— Text excerpt —

## BEGIN

Keating’s plan to ‘do Australia slowly’

by DAVID FLINT – MORE than anyone else, Paul Keating is responsible for three long decades of wasting vast amounts of taxpayers’ funds. 

What was perhaps worse, is how he wasted the time and attention of politicians and the media in the vain attempt to replace our successful, inexpensive and effective crowned republic with some politicians’ republic to remove significant checks on the powers of the political class. 

We do not know when and if war will come. There is a particular danger even before British and American nuclear submarines are based in WA.

This wasteful folly continues today under the Albanese Government, with Assistant Minister for the Republic Matt Thistlethwaite roaming our vast land desperately trying to breathe life into the long-comatose republican movement.

As Malcolm Turnbull secretly admitted in his diary, months before the multi-million-dollar 1999 referendum, the Keating-Turnbull republic was doomed. “Nobody’s interested,” he wept.

UNINTERESTED

If Australians weren’t interested then, imagine how totally uninterested they are now.

Keating curiously never showed much interest in a republic before he ousted Bob Hawke. As former Labor leader, Governor-General Bill Hayden told our well-beloved Queen Elizabeth, the issue of republicanism was “a very handy one” for Keating.

## END

— Data rows —
## BEGIN

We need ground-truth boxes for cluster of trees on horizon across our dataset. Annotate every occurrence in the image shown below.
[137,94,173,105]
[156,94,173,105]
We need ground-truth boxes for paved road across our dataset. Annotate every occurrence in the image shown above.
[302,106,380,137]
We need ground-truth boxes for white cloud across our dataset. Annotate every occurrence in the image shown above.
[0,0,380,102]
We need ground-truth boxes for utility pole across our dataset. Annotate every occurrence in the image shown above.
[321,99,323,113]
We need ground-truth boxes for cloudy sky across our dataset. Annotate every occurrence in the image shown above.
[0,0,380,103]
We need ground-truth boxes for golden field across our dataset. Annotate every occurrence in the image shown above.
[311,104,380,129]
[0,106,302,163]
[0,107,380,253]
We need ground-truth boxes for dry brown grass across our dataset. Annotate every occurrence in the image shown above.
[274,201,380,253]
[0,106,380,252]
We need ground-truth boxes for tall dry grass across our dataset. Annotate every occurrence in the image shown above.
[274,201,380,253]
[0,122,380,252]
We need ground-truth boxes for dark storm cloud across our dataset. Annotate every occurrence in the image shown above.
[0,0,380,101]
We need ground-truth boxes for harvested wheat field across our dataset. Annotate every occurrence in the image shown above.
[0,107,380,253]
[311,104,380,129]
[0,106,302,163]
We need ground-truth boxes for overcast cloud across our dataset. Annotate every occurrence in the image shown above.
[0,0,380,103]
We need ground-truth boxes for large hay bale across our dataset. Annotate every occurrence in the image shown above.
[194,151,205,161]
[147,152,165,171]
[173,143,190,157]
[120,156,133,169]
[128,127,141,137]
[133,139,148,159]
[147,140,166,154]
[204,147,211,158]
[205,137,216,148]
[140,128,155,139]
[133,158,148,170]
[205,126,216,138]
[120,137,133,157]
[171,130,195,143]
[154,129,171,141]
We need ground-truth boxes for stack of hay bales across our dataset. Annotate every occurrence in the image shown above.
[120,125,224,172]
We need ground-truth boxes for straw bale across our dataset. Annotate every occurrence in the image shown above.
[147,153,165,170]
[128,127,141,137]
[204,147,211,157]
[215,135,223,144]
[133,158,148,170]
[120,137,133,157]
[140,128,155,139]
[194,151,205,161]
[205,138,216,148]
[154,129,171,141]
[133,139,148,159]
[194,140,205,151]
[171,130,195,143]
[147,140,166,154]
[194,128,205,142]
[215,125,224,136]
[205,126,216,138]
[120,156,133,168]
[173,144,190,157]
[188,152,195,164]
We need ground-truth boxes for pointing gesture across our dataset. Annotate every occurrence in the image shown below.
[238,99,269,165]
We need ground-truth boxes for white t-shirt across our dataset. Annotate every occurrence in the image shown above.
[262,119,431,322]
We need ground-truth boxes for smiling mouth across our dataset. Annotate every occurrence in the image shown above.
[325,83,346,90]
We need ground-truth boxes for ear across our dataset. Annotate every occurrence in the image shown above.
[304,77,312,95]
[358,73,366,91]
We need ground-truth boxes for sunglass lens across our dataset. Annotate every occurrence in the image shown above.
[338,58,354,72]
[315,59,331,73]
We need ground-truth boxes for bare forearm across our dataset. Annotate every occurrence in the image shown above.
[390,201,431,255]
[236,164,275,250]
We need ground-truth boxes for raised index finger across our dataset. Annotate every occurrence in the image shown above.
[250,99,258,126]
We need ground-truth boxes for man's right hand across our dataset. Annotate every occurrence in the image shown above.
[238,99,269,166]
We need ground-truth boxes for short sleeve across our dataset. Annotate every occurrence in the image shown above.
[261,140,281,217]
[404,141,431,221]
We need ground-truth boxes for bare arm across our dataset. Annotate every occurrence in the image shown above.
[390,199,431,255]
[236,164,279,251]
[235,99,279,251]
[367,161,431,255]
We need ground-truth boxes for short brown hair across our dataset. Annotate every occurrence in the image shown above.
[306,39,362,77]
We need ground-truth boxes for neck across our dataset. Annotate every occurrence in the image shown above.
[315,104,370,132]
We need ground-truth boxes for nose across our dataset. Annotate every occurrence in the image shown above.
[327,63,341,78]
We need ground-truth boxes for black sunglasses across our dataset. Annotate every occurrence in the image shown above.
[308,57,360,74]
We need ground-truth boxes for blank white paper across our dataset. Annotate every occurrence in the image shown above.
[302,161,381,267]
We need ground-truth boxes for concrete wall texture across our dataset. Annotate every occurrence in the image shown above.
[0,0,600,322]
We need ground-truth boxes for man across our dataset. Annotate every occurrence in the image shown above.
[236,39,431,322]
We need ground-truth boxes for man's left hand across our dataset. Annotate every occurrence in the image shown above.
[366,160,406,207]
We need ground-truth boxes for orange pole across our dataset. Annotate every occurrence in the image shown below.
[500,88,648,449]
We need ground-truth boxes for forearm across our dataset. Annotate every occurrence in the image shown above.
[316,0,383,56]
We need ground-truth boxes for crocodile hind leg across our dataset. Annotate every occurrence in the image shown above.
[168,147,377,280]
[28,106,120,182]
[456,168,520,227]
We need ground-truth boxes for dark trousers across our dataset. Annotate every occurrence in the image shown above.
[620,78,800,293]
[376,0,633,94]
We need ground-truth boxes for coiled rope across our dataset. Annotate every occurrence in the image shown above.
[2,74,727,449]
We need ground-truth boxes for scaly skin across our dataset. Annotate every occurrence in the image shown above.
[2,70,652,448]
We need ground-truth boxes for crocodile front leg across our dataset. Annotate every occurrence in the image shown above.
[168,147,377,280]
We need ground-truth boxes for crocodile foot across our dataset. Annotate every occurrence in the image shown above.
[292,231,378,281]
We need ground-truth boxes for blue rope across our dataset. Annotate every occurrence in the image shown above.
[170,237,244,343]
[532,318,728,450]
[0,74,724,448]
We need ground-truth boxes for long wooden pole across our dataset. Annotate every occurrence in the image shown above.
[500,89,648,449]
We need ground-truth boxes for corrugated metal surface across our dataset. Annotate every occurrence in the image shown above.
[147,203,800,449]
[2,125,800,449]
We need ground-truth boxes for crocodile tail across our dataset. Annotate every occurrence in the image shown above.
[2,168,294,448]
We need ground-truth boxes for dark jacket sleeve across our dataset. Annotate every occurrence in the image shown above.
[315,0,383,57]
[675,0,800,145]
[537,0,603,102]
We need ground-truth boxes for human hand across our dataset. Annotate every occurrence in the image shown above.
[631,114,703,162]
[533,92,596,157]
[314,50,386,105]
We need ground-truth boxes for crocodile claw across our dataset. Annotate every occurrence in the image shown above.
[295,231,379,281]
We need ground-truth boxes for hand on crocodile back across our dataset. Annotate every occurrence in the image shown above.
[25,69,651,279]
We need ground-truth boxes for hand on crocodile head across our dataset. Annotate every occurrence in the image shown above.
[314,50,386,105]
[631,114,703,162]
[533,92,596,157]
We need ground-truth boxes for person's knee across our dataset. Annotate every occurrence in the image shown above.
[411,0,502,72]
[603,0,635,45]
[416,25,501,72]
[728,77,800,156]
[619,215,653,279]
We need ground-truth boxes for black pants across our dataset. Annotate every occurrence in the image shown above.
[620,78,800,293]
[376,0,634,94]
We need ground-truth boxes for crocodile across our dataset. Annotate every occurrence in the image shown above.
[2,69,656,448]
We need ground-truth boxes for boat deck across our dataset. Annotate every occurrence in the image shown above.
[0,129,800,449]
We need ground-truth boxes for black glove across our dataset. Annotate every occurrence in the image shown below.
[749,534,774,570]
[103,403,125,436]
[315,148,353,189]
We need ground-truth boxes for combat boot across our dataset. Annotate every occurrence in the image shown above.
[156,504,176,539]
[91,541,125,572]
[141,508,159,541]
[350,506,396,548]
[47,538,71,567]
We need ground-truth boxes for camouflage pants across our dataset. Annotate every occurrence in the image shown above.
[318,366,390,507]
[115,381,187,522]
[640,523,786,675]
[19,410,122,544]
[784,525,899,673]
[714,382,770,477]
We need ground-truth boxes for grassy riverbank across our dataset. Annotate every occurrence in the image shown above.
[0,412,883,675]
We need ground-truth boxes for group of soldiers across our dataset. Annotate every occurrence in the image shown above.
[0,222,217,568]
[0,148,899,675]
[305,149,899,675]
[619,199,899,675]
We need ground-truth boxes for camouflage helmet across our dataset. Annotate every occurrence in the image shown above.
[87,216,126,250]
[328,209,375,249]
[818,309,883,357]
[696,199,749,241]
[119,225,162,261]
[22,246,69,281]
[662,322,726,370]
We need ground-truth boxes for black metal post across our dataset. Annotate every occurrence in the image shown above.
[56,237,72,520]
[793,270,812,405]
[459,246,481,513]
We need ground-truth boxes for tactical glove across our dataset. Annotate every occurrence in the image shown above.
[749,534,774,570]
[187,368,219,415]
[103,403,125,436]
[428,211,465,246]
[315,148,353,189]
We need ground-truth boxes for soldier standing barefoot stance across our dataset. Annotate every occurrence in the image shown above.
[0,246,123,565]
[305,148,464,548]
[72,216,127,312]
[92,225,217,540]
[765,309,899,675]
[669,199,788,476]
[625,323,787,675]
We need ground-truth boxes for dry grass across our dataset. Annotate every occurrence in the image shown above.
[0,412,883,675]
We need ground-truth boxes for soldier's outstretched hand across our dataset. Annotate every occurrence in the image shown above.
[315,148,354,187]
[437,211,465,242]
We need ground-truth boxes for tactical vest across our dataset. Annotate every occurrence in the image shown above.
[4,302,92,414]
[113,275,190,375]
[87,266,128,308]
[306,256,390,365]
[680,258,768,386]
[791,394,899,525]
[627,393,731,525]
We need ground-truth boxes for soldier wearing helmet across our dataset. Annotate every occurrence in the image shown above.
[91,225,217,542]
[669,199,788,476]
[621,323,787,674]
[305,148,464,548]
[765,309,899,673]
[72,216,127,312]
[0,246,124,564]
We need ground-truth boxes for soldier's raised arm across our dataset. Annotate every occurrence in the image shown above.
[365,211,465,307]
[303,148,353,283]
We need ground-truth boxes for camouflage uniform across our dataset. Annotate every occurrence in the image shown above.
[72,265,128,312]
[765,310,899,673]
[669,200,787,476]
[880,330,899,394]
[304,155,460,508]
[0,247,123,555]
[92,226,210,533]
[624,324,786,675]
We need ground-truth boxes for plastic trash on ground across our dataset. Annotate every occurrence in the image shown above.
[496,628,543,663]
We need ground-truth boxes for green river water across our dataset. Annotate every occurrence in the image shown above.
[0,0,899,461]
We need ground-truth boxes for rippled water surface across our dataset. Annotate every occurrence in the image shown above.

## END

— What this exercise asks —
• a. Say whether each statement agrees with the Keating article, answering yes or no and quoting the words of the article that decide it: (i) Matt Thistlethwaite holds the post of Assistant Minister for the Republic; (ii) Keating showed strong interest in a republic well before he ousted Bob Hawke; (iii) Malcolm Turnbull's diary recorded that the republic was doomed months before the 1999 referendum.
• b. Write a few more sentences of the Keating article, picking up after its last sentence.
The records have no connection to the Keating article.

— In response —
• a.
(i) Yes: "Assistant Minister for the Republic Matt Thistlethwaite"
(ii) No: "Keating curiously never showed much interest in a republic before he ousted Bob Hawke."
(iii) Yes: "As Malcolm Turnbull secretly admitted in his diary, months before the multi-million-dollar 1999 referendum, the Keating-Turnbull republic was doomed."

• b.
“If he can get it to really take off,” Hayden wrote, “it would be a gift from heaven for him… (as) distractions like taxes, unemployment, the performance of the economy, etc, would tend to disappear.”

When the mainstream media declared it inevitable, some Liberal politicians, driven by naivety, opportunism, or both, foolishly jumped onto the republic bandwagon.

This turned it into Keating’s weapon par excellence, a distraction for voters and a wedge to divide Liberal politicians.

But, much to Keating’s chagrin, Alexander Downer and John Howard killed this off by promising – and then delivering – a convention to choose the best model republicans could devise to be put to the people in a referendum.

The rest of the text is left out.